### Text provided
■ ■ ■ ■ ■

Revolution FC
- Full name: Revolution Football Club
- Founded: 1977; 49 years ago as FC Boisbriand 2019; 7 years ago as Revolution FC
- League: Ligue2 Québec
- 2025: L2Q, 9th (men) L2Q, 5th (women)
- Website: https://www.revolutionfc.ca/

= Revolution FC =

Semi-professional soccer club

Revolution FC is a Canadian soccer club based in Saint-Eustache, Quebec that plays in Ligue2 Québec. At the end of 2018, four clubs (FC Boisbriand, FC St-Eustache, Shamrocks TC and Phénix de Saint-Joseph-du-Lac) merged to form the club.

FC Boisbriand previously played in the Première Ligue de soccer du Québec (later re-named Ligue1 Québec) from 2012 to 2013.

==History==
===FC Boisbriand===

FC Boisbriand logo

The club was originally formed in 1977.

■ ■ ■ ■ ■

### Data provided
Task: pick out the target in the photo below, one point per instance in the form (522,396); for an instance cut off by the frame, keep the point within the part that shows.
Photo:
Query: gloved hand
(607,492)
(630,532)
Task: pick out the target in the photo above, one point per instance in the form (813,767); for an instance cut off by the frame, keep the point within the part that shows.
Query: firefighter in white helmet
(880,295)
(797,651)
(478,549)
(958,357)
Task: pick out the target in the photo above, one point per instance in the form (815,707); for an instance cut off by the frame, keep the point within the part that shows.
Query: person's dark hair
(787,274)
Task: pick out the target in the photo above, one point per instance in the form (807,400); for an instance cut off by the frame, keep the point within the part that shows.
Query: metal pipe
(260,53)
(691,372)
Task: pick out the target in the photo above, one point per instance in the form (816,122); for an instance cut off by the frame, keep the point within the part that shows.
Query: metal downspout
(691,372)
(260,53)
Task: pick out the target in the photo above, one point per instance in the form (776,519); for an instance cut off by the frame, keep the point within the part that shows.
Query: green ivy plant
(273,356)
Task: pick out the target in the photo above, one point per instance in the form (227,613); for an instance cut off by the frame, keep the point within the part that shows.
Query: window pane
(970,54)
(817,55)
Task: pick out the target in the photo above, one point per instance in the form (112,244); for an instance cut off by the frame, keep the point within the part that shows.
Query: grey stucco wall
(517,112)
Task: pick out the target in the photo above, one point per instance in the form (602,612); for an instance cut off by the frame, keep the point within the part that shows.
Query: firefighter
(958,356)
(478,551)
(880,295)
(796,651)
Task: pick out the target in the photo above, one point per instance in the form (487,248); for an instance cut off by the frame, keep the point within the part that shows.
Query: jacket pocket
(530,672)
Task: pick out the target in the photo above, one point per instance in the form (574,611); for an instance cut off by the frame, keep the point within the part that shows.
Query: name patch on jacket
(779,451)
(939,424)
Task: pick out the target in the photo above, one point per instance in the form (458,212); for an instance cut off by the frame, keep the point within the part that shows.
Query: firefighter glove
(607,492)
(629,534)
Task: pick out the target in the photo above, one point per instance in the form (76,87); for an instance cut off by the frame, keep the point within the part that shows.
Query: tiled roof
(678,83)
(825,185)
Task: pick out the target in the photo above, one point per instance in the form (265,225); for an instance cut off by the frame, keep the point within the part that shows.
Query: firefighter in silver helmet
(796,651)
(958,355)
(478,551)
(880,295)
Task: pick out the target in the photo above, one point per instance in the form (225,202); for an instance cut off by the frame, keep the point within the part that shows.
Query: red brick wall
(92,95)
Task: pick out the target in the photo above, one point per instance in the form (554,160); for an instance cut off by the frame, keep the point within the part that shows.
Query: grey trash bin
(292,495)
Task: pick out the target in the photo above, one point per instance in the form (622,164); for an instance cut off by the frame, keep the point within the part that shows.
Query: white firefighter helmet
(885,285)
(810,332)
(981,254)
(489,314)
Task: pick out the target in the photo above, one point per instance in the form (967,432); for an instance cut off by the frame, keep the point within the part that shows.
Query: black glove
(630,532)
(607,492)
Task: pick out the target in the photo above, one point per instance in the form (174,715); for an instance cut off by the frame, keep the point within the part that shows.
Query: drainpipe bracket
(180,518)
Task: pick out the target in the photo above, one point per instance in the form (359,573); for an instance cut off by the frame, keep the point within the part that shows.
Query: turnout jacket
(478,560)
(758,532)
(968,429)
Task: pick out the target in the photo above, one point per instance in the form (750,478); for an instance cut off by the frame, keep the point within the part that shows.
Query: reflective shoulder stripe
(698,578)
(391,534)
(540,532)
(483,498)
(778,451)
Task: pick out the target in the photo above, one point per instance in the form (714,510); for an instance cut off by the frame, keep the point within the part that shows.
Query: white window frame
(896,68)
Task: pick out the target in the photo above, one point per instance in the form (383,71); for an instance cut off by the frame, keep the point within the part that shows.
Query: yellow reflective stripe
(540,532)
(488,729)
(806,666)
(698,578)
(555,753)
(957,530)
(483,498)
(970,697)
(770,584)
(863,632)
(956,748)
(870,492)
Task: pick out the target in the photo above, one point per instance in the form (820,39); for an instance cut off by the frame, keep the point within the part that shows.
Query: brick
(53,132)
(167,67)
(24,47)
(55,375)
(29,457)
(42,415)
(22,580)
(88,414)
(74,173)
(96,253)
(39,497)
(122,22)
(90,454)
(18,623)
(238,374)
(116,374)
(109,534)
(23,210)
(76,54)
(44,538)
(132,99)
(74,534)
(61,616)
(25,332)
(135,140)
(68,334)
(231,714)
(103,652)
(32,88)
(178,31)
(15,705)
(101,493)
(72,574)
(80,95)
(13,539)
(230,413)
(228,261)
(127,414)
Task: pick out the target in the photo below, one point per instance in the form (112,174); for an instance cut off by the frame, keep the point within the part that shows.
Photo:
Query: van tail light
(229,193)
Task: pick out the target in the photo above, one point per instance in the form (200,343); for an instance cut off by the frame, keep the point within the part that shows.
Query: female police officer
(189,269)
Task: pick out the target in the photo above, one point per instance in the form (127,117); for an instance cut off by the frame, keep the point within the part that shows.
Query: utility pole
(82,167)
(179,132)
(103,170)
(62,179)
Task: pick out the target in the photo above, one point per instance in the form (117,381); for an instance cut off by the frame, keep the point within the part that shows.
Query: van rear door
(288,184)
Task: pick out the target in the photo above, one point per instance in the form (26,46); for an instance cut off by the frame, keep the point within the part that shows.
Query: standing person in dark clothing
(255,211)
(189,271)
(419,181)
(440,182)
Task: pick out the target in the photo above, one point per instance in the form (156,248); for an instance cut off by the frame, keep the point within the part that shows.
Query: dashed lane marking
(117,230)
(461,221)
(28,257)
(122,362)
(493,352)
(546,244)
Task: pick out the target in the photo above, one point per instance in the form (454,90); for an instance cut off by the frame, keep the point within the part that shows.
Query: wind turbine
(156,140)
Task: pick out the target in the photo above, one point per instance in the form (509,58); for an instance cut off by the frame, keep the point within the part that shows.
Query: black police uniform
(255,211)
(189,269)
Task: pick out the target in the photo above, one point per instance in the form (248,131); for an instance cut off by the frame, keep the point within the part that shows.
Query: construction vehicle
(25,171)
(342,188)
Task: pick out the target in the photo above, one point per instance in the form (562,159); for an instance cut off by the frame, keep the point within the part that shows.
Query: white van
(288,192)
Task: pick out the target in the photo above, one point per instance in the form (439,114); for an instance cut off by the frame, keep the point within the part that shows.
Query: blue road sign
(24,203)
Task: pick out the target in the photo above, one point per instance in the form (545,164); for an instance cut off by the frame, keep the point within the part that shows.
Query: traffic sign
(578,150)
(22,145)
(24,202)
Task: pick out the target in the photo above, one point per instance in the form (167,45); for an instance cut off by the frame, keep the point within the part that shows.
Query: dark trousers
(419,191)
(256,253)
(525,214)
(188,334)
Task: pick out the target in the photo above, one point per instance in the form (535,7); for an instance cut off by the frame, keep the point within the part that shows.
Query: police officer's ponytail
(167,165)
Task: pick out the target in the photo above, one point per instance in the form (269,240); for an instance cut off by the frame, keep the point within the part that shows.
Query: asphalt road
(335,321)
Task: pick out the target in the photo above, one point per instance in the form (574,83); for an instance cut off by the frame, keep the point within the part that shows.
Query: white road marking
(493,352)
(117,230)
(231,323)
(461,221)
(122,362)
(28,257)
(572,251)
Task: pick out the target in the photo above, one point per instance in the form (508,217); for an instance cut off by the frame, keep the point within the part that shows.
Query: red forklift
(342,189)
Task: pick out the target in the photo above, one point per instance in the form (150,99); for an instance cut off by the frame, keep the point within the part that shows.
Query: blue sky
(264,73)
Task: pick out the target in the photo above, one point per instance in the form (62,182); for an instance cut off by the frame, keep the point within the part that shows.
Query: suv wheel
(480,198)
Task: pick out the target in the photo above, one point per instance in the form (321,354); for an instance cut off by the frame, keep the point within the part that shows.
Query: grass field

■ ■ ■ ■ ■

### What is asked
From the Revolution FC text, extract the passage from "Revolution FC is" up to and including "form the club.", copying it word for word.

### Response for this exercise
Revolution FC is a Canadian soccer club based in Saint-Eustache, Quebec that plays in Ligue2 Québec. At the end of 2018, four clubs (FC Boisbriand, FC St-Eustache, Shamrocks TC and Phénix de Saint-Joseph-du-Lac) merged to form the club.